Critics have long said that fertility clinics and their clients exploit surrogate mothers — often poor and illiterate women from rural areas who are paid little. A surrogate mother profiled in The Washington Post was paid $8,000: an amount 12 times what she made as a garment worker.
Abuses abound, however, and the practice has been derided as “rent-a-womb.” India’s Supreme Court recently labeled it “surrogacy tourism” and called for a ban.
The government submitted an affidavit to the Supreme Court on Wednesday saying that it “does not support commercial surrogacy” and that “no foreigners can avail surrogacy services in India,” although the service would still be available to Indian couples.
India has been trying to pass an Assisted Reproductive Technology (Regulation) bill since 2010, and a draft of the legislation up for public comment through Nov. 15 does not specify the ban on foreign couples. But it suggests stricter regulations on the practice, such as limiting the number of surrogate births from a mother to one.
However, the Ministry of Health and Family Welfare is pushing for an outright ban on allowing foreign couples to hire Indian surrogates, activists say. In 2012, the government banned single and gay people from abroad from coming to India to use surrogates.
“In meetings, officials have said foreign nationals are exploiting our women,” said Manasi Mishra, who did a survey on surrogacy for the Center for Social Research in New Delhi and has been involved in discussions on the new legislation.

#### RECORDS

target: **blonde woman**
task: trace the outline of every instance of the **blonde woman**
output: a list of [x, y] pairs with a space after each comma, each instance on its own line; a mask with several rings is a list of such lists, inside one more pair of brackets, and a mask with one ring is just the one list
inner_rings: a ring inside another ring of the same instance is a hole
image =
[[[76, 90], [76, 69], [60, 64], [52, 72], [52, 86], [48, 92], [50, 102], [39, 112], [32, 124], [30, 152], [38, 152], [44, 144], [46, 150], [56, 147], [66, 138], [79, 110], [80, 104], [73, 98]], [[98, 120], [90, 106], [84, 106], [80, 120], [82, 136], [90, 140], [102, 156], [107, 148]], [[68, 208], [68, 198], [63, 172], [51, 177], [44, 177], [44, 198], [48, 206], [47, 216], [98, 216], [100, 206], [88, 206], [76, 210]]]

#### WORK INSTRUCTION
Copy the surrogacy passage word for word between "However, the Ministry" and "the new legislation.", inclusive.

#### TASK RESPONSE
However, the Ministry of Health and Family Welfare is pushing for an outright ban on allowing foreign couples to hire Indian surrogates, activists say. In 2012, the government banned single and gay people from abroad from coming to India to use surrogates.
“In meetings, officials have said foreign nationals are exploiting our women,” said Manasi Mishra, who did a survey on surrogacy for the Center for Social Research in New Delhi and has been involved in discussions on the new legislation.